--- EXCERPT TO READ Enclosed Below ---
Big Yellow Creek, Binion Creek, Blue Creek, Carroll Creek, Cripple Creek, Davis Creek, Hurricane Creek, Mud Creek, North River, Pyro Creek, Rock Creek, Valley Creek

North River drains 1,100 square kilometers in Fayette, Tuscaloosa and Walker counties. The river joins the Warrior at the Fall Line in between Holt and Oliver dams. Recent mussel samples found 14 species including two endangered species, the dark pigtoe (Pleurobema furvum) and the orange-nacre mucket (Lampsilis Perovalis). Two rare mussels known from historic sampling were not found. The lower North River was impounded in 1969 and forms Lake Tuscaloosa, which serves as the water supply for the city of Tuscaloosa. (McGregor) A second impoundment is being considered for an upstream section of North River.
--- End of Enclosed EXCERPT TO READ ---
== REQUIRED ACTIONS ==
a - How would you translate this sentence from the North River passage into Spanish: "The river joins the Warrior at the Fall Line in between Holt and Oliver dams."
b - Repeat the part of the North River passage that opens with the words containing "Big Yellow Creek, Binion" and closes with "of North River.".
c - According to the North River passage, in what year was the lower North River impounded?
The stored data was taken from a different source.
--- PROVIDED DATA Enclosed Below ---
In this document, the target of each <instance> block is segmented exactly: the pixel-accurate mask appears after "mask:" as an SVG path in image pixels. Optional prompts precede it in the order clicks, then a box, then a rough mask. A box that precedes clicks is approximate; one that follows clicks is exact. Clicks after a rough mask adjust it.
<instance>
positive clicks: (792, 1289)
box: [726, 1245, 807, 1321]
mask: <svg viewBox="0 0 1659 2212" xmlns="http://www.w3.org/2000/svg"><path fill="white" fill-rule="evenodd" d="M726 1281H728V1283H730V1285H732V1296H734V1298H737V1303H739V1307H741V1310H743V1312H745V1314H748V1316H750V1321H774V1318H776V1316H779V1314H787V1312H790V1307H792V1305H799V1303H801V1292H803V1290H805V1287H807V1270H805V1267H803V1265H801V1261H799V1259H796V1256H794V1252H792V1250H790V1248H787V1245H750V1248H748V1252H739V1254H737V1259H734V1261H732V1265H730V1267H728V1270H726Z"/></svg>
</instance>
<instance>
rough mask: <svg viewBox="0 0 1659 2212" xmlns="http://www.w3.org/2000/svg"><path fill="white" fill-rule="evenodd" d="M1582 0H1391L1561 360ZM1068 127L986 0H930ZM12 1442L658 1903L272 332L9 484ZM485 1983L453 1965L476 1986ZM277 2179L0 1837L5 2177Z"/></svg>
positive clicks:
--- End of Enclosed PROVIDED DATA ---
== SOLVED TASKS ==
a - El río se une al Warrior en la Línea de Caída, entre las presas Holt y Oliver.

b -
Big Yellow Creek, Binion Creek, Blue Creek, Carroll Creek, Cripple Creek, Davis Creek, Hurricane Creek, Mud Creek, North River, Pyro Creek, Rock Creek, Valley Creek

North River drains 1,100 square kilometers in Fayette, Tuscaloosa and Walker counties. The river joins the Warrior at the Fall Line in between Holt and Oliver dams. Recent mussel samples found 14 species including two endangered species, the dark pigtoe (Pleurobema furvum) and the orange-nacre mucket (Lampsilis Perovalis). Two rare mussels known from historic sampling were not found. The lower North River was impounded in 1969 and forms Lake Tuscaloosa, which serves as the water supply for the city of Tuscaloosa. (McGregor) A second impoundment is being considered for an upstream section of North River.

c - 1969